Data listing:
──────
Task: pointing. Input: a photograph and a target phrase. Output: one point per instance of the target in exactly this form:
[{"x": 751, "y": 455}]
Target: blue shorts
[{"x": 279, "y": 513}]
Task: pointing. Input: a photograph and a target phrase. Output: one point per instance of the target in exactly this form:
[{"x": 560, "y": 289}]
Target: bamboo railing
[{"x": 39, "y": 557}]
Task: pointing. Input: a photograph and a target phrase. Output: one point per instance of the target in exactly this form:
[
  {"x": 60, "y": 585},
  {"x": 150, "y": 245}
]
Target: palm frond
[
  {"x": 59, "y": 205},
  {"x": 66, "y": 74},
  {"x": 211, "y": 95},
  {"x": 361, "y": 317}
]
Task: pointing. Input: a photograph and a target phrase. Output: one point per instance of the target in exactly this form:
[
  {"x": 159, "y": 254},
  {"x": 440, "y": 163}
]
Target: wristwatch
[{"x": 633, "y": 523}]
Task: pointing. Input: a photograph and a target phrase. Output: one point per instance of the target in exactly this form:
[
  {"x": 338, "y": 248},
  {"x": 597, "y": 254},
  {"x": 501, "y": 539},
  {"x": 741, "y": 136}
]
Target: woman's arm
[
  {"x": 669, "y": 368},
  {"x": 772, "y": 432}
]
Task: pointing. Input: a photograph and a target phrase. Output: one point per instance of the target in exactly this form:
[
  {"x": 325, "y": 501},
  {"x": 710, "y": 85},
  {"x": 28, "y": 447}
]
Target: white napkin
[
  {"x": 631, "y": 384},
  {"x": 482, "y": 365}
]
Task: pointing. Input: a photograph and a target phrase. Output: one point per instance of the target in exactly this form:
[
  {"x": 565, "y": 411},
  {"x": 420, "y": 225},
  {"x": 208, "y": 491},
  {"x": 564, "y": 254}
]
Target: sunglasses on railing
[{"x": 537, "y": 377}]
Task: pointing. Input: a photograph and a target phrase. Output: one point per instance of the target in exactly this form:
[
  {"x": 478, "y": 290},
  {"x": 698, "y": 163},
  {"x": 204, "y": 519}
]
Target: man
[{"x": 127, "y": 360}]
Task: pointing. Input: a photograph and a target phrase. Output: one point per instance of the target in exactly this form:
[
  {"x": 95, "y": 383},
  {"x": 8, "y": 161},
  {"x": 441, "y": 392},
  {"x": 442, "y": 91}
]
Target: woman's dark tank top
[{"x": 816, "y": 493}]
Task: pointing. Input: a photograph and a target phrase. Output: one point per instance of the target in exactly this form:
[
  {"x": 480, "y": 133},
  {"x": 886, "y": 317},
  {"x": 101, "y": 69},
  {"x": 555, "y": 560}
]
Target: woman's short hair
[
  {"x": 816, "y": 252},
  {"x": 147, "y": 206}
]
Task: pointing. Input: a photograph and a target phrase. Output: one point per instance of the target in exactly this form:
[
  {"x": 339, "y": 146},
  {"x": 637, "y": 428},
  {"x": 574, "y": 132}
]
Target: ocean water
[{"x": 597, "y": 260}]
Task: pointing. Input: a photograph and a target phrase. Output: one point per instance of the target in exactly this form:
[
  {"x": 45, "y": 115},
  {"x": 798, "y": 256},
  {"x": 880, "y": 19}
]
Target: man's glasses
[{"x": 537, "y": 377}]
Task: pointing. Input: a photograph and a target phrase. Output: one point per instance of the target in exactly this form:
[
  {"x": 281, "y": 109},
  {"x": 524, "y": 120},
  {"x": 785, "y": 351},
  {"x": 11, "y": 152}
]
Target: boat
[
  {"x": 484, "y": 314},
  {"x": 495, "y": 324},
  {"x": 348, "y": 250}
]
──────
## INSTRUCTION
Count the lines in the records above that contain the string "railing", treating uppercase and lowercase as different. Give only the number.

## RESPONSE TO THIS TASK
2